| Task to complete |
Transcribe the records below line by line, exactly as they read.
━━━ The data
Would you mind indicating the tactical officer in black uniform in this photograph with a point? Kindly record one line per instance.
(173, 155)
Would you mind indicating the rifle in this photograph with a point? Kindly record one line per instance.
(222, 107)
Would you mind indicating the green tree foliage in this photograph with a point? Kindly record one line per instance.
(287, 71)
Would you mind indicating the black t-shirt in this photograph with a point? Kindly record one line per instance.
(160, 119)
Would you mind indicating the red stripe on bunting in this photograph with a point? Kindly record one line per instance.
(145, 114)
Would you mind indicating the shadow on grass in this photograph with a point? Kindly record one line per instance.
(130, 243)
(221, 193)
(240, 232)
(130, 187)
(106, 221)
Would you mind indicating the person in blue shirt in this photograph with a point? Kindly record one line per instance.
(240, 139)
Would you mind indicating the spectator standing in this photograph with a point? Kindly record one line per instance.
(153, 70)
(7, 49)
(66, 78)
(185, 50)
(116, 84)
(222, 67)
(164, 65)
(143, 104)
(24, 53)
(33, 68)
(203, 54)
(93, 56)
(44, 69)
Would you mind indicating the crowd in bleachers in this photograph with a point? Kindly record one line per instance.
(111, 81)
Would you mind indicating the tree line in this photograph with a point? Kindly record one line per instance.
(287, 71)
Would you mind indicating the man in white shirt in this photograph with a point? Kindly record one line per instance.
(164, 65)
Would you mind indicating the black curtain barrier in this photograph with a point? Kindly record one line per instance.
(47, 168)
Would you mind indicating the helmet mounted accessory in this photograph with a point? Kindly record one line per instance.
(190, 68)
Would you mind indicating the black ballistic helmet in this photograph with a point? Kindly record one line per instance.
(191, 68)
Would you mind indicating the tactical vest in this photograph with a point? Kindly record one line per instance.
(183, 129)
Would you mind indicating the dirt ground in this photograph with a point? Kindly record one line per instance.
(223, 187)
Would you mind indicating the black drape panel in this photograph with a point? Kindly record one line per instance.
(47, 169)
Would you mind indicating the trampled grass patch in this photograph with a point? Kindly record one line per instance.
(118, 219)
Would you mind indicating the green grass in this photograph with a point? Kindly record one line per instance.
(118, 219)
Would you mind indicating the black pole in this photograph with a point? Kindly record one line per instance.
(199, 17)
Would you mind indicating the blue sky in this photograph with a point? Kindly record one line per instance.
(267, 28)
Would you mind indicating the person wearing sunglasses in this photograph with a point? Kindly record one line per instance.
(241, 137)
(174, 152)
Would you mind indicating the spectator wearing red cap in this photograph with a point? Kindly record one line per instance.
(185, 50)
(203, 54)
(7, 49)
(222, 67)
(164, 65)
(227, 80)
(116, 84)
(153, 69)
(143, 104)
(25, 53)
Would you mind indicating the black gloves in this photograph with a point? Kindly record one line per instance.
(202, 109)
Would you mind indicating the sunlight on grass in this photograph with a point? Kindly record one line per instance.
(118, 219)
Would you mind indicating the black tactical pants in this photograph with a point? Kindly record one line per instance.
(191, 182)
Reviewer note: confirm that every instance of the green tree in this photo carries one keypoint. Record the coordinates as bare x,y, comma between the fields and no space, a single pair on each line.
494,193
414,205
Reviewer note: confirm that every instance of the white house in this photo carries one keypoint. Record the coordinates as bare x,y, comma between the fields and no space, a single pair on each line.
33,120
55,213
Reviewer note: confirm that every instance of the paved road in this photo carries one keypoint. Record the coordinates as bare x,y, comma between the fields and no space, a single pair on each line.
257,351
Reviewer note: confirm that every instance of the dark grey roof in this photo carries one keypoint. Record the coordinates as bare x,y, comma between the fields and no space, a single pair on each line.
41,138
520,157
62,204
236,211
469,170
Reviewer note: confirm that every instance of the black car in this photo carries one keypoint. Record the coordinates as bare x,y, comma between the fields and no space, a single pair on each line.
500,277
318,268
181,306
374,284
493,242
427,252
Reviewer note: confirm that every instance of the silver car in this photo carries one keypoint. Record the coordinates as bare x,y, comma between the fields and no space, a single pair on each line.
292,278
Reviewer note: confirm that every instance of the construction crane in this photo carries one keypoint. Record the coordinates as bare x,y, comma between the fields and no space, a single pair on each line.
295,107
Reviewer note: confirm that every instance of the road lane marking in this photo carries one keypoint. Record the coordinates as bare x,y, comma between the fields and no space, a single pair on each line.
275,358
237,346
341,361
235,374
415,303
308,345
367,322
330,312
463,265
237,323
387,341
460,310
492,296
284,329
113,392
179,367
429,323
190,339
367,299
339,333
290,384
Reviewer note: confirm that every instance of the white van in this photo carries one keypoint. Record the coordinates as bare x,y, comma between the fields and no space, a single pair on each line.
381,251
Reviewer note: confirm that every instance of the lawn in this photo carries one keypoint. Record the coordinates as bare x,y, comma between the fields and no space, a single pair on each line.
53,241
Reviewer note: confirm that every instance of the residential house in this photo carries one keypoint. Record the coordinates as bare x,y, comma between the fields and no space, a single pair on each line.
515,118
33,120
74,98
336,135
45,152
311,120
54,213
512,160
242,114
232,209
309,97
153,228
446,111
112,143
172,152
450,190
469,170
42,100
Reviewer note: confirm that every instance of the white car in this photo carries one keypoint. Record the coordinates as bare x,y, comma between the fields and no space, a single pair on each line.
━━━━━━
| Written response |
Would you mind indicating the tactical officer in black uniform in this photograph with a point? Kindly record one line per instance.
(173, 155)
Would you mind indicating the rifle in this photograph with a point? Kindly record one line per instance.
(222, 107)
Would you mind indicating the green tree foliage in this photograph with a point? Kindly record one line per instance.
(287, 71)
Would you mind indicating the black t-shirt in this photograph with a point? Kindly record one line per instance.
(160, 119)
Would you mind indicating the red stripe on bunting in this photograph with a point? Kindly record one line per instance.
(145, 114)
Would you mind indicating the shadow on grass in this photograph with a point? Kindly record one line per instance.
(130, 243)
(221, 193)
(240, 232)
(130, 187)
(106, 221)
Would you mind indicating the person in blue shirt in this photograph with a point? Kindly record one line per instance.
(240, 139)
Would you mind indicating the spectator standing in this photograph with a point? Kindly record one line per instance.
(153, 70)
(7, 49)
(66, 78)
(185, 50)
(116, 84)
(222, 67)
(164, 65)
(143, 104)
(24, 53)
(33, 68)
(203, 54)
(93, 56)
(44, 69)
Would you mind indicating the crowd in bleachers in this photograph with a point? Kindly record one line per instance.
(111, 81)
Would you mind indicating the tree line in this photograph with a point? Kindly record one line per instance.
(287, 71)
Would you mind indicating the man in white shirt in this photograph with a point? Kindly record one line per instance.
(164, 65)
Would you mind indicating the black curtain barrier in this photograph with a point? Kindly record one line per instance.
(47, 168)
Would you mind indicating the helmet mounted accessory in this photograph with a point? Kindly record one line per instance.
(190, 68)
Would you mind indicating the black ballistic helmet in this photograph with a point? Kindly record one line per instance.
(191, 68)
Would you mind indicating the tactical vest in this photograph with a point? Kindly record one line per instance.
(183, 129)
Would you mind indicating the dirt ground in this photograph with a point? Kindly record one line per instance.
(223, 187)
Would you mind indicating the black drape panel in this photograph with a point? Kindly record one line per instance.
(47, 169)
Would you mind indicating the trampled grass patch in this photograph with a point? Kindly record one line per instance.
(118, 219)
Would you mind indicating the green grass in this photograph with a point? Kindly record one line per instance.
(118, 219)
Would you mind indicating the black pole in this photograph with a point? Kindly record one line per instance.
(199, 17)
Would you mind indicating the blue sky in this photograph with a point? Kindly record one line per instance.
(267, 28)
Would you mind indicating the person wearing sunglasses in this photograph with a point? Kindly record one line per instance.
(241, 137)
(174, 152)
Would you mind indicating the spectator wearing red cap in this photograph with a point? Kindly record one line per instance.
(185, 50)
(203, 54)
(7, 49)
(222, 67)
(164, 65)
(227, 80)
(116, 84)
(153, 69)
(143, 104)
(25, 53)
Would you mind indicating the black gloves in this photograph with a point? Kindly record one line per instance.
(202, 109)
Would you mind indicating the sunlight on grass in this photograph with a point? Kindly record one line per instance.
(118, 219)
Would you mind indicating the black tactical pants in this photograph with a point? Kindly record one line per instance.
(191, 182)
Reviewer note: confirm that every instance of the green tree in this photo carries one keypoint. Record the coordinates as bare x,y, comma between the fields and no space, a single pair on each line.
494,193
414,205
Reviewer note: confirm that every instance of the white house in this photo carries one keypoint. Record the coordinates as bare x,y, comma between the fields and no space, a single pair on each line.
33,120
55,213
Reviewer note: confirm that every instance of the paved road in this photo carries one keypoint. Record the coordinates as bare x,y, comma between the fields and no space, a single pair on each line.
257,351
Reviewer note: confirm that every instance of the dark grey roof in this photo carries one keypoint. Record the coordinates as bare x,y, comma between the fields and no space, a single pair on each line.
41,138
520,157
62,204
236,211
469,170
Reviewer note: confirm that every instance of the black car in this photo carries one keypoint. Record the coordinates as bare x,y, comma between the fields and no space, a single pair on each line.
500,277
318,268
181,306
374,284
493,242
427,252
Reviewer note: confirm that every instance of the silver car in this photo carries one keypoint. Record the coordinates as bare x,y, comma between the fields and no space, a single pair on each line.
292,278
Reviewer note: confirm that every instance of the construction crane in this photo carries one keypoint. Record the coordinates as bare x,y, comma between the fields and no space, a single pair on each line.
295,107
Reviewer note: confirm that every instance of the road lane marking in this photo carries one keypoint. Record the coordinates as bare x,y, comma between the fields and no space, a single pair on each line.
275,358
237,346
341,361
235,374
415,303
308,345
367,322
330,312
463,265
237,323
387,341
460,310
492,296
284,329
113,392
179,367
429,323
190,339
367,299
339,333
290,384
Reviewer note: confirm that every instance of the white van in this photo carries one keypoint. Record the coordinates as bare x,y, comma between the fields and no space, a single pair on each line.
381,251
Reviewer note: confirm that every instance of the lawn in this photo carries one keypoint. Record the coordinates as bare x,y, comma between the fields and no space, a single pair on each line.
53,241
Reviewer note: confirm that every instance of the residential house in this photo carries one keypoint. Record the coordinates as bare x,y, comma between the fields and no space, a single pair on each line.
515,118
33,120
74,98
336,135
45,152
311,120
54,213
512,160
242,114
232,209
309,97
153,228
446,111
112,143
172,152
450,190
469,170
42,100
Reviewer note: confirm that every instance of the white car in this photo carries one keypoint. Record the coordinates as bare x,y, comma between the fields and no space, a single pair on each line.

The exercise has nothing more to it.